*WHAT IS EXPECTED*
Set down the data again word for word. Skip any pictures.

*RECORDS TO USE*
BEGIN
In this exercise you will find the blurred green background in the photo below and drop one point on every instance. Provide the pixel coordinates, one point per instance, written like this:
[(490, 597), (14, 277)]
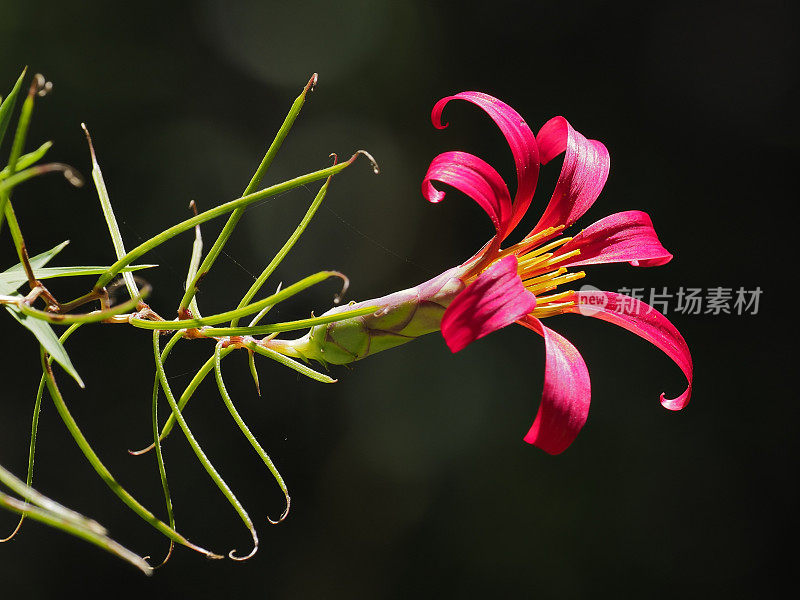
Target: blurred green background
[(409, 477)]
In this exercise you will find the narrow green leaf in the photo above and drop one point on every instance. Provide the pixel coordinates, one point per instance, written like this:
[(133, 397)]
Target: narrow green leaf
[(77, 529), (108, 213), (291, 325), (17, 278), (7, 106), (47, 338), (26, 160)]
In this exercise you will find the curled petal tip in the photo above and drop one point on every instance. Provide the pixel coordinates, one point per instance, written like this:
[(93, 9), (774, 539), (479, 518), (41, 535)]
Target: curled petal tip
[(345, 284), (40, 86), (675, 404), (285, 512), (312, 83), (232, 553)]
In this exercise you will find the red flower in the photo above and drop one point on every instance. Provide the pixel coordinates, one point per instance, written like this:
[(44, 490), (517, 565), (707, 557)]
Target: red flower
[(519, 283)]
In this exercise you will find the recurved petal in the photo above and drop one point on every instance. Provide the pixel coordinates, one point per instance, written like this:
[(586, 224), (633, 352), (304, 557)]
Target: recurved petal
[(474, 177), (520, 140), (624, 236), (495, 299), (566, 396), (583, 174), (646, 322)]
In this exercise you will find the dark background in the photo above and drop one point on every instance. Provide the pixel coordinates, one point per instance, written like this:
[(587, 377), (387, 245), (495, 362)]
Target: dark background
[(409, 477)]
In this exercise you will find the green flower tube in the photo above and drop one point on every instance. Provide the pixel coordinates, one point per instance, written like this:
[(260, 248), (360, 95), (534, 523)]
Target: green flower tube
[(401, 317)]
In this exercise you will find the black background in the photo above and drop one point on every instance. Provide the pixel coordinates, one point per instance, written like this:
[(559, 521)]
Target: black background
[(409, 477)]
END
*TASK ANSWER*
In this exercise you will find the blurred green background in the photo below and drop one point on every instance. Provide the pixel coordinates, one point per instance, written like this:
[(490, 597), (14, 277)]
Target: blurred green background
[(409, 477)]
In this exercise you will find the narrow green leaf in the photo above and drop one point on every instance. Provide the pixel coordinates, one point per instance, written like this:
[(133, 397)]
Target: narrow green leaf
[(77, 529), (108, 213), (291, 325), (17, 278), (7, 106), (47, 338), (26, 160)]
In this exercise you will find the curled petal tip in the photo above and drop one point on every instance. Provide the pixel coordinates, one point per instance, written like this:
[(93, 9), (774, 539), (479, 518), (41, 535)]
Target: curled petal tip
[(345, 284), (40, 86), (675, 404), (285, 512), (312, 83), (232, 553)]
In this exercise you will find the red flower in the photo above and drop one point on every instance. Provide the pixel coordinates, one point per instance, written like this:
[(44, 490), (517, 565), (707, 557)]
Target: red flower
[(519, 283)]
In this exercise you will find the recurved petal in the photo above and drop one point on every instance. Provide the pixel coordinates, one point per instance, written like this:
[(586, 224), (633, 352), (304, 557)]
Target: recurved petal
[(474, 177), (520, 140), (624, 236), (495, 299), (566, 396), (583, 174), (646, 322)]
In this exercise you will find the dark background in the photo above and drop one point on every instance. Provide the pixel coordinates, one point per instance, written like this:
[(587, 377), (387, 245), (495, 362)]
Target: dark background
[(409, 477)]
In this exercise you will find the green flower tube in the photo above and drop one point on every instance. Provide the pixel coordinates, one point per instance, written like this:
[(260, 248), (360, 95), (534, 523)]
Target: green flower tube
[(401, 317)]
In this exercise you will find the black background in the photo above and drop one point on every instance. Provide the pixel coordinates, one point per instance, written like this:
[(559, 521)]
Target: black background
[(409, 477)]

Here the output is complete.